所给文本 –

________________________

更新时间:2025-09-08 GMT+08:00
分享

CoreDNS仪表盘模板

CoreDNS作为集群内的DNS服务器,您可以通过CoreDNS仪表盘模板查看CoreDNS日志来分析CoreDNS解析慢、访问高危请求域名等问题。

前提条件

查看CoreDNS日志分析

  1. 登录云日志服务控制台,进入“日志管理”页面。
  2. 在左侧导航栏中选择“仪表盘”。
  3. 在仪表盘模板下方,选择“CoreDNS仪表盘模板 > CoreDNS日志分析”,查看图表详情。

    • 过滤域名,所关联的查询分析语句如下所示:
      * | select name group by name limit 10000
    • 过滤客户端IP,所关联的查询分析语句如下所示:
      * | select remote group by remote limit 10000
    • 过滤状态码,所关联的查询分析语句如下所示:
      * | select rcode group by rcode limit 10000
    • 总请求次数图表所关联的查询分析语句如下所示:
      *| select diff[1] as nowCount, diff[1] - diff[2] as delta from (select compare(total, 86400) as diff from( select count(1) as total from log ) )

________________________

已知信息 –
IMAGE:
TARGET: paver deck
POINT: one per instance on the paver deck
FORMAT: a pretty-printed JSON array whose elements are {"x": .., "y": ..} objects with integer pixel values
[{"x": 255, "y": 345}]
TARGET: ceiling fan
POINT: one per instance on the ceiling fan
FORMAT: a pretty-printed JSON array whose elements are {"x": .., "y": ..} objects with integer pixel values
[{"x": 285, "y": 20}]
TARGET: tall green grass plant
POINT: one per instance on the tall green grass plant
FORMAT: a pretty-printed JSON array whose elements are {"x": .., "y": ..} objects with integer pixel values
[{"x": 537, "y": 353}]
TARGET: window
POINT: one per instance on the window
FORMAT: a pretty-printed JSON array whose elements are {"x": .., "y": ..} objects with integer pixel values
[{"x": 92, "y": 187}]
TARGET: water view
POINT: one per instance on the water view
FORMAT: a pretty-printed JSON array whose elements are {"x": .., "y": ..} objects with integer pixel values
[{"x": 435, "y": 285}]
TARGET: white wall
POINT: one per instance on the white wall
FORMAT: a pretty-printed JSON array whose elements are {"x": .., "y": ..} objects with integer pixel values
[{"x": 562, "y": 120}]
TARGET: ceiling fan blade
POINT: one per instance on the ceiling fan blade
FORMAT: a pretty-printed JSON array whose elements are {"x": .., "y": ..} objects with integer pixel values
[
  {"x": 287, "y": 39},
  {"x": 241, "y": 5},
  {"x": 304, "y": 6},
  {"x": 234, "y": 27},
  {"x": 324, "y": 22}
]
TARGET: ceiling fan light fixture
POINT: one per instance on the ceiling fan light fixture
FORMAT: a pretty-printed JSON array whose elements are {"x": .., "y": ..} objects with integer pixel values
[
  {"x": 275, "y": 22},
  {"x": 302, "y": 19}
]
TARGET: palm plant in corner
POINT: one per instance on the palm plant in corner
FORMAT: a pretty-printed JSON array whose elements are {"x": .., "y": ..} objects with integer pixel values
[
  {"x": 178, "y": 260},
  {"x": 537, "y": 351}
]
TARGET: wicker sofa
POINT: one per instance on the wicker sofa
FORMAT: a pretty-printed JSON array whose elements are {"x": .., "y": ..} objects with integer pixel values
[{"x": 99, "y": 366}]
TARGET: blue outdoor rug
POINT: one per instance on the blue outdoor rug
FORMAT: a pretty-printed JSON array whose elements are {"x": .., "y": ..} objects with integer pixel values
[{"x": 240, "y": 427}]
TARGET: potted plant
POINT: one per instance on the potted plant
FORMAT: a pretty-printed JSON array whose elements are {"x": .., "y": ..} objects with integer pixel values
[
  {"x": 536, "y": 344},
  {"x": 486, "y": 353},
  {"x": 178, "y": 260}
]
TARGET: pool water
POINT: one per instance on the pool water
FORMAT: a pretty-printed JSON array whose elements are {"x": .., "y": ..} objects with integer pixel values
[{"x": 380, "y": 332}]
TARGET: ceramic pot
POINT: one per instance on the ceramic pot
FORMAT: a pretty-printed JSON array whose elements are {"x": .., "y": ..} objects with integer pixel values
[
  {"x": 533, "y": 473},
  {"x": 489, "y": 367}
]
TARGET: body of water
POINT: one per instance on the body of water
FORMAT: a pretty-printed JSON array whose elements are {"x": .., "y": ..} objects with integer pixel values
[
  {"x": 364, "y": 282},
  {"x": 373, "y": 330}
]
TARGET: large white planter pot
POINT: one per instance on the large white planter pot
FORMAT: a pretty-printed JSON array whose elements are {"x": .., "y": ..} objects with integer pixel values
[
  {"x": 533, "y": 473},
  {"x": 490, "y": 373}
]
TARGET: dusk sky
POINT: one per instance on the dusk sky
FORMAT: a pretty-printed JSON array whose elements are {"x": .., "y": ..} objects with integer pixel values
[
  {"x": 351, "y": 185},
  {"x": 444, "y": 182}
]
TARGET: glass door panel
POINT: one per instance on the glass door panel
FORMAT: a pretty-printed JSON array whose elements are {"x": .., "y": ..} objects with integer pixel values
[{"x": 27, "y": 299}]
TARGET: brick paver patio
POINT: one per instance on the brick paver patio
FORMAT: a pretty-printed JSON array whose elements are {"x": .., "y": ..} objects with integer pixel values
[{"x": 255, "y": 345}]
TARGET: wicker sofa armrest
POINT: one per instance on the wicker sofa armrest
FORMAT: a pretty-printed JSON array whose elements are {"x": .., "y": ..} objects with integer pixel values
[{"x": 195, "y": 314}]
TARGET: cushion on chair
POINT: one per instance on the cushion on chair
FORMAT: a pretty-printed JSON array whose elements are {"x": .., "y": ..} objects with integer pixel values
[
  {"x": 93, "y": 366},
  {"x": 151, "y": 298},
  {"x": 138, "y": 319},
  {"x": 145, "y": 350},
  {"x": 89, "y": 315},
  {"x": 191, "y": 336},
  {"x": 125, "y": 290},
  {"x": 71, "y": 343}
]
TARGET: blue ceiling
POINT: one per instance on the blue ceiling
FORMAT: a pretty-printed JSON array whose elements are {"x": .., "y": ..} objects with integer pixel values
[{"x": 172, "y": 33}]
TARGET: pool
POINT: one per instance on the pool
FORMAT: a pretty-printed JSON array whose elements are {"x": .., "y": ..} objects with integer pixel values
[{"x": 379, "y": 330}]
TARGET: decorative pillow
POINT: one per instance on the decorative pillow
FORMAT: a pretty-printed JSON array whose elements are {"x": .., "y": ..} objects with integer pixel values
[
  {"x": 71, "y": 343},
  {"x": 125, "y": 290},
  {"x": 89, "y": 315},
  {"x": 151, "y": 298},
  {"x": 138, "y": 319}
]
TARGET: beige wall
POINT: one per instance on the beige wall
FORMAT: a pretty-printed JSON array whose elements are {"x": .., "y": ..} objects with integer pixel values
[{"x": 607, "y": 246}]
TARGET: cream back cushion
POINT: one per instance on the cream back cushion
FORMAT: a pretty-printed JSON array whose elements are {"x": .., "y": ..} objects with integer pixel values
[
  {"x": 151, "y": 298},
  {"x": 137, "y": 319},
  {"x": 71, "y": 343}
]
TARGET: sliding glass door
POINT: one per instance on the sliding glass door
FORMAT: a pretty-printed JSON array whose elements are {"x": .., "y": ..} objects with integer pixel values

________________________

待办任务 –
a) 请一字不差地输出关于CoreDNS仪表盘模板的文本中从“查看CoreDNS日志分析”开始、到“from log ) )”结束的部分。
b) 请从关于CoreDNS仪表盘模板的文本最后一句之后接着往下写。

最终答案 –
a)
查看CoreDNS日志分析

  1. 登录云日志服务控制台,进入“日志管理”页面。
  2. 在左侧导航栏中选择“仪表盘”。
  3. 在仪表盘模板下方,选择“CoreDNS仪表盘模板 > CoreDNS日志分析”,查看图表详情。

    • 过滤域名,所关联的查询分析语句如下所示:
      * | select name group by name limit 10000
    • 过滤客户端IP,所关联的查询分析语句如下所示:
      * | select remote group by remote limit 10000
    • 过滤状态码,所关联的查询分析语句如下所示:
      * | select rcode group by rcode limit 10000
    • 总请求次数图表所关联的查询分析语句如下所示:
      *| select diff[1] as nowCount, diff[1] - diff[2] as delta from (select compare(total, 86400) as diff from( select count(1) as total from log ) )

b)
    • NXDOMAIN次图表所关联的查询分析语句如下所示
      (* and  rcode: NXDOMAIN) | select diff[1] as nowCount, diff[1] - diff[2] as delta from  (select compare(total, 86400) as diff from(  select count(1) as total from log ) )
    • 请求成功率图表所关联的查询分析语句如下所示:
      *| select diff[1] as nowCount, round(diff[1] - diff[2], 2) as delta from  (select compare(total, 86400) as diff from(  select round( count_if(rcode = 'NOERROR' or rcode = 'NXDOMAIN') * 100.0 / (case when count(1) = 0 then 1 else count(1) end), 2 ) as total from log ) )
    • 域名数图表所关联的查询分析语句如下所示:
      *| select diff[1] as nowCount, diff[1] - diff[2] as delta from  (select compare(total, 86400) as diff from(  select approx_distinct(name) as total from log ) )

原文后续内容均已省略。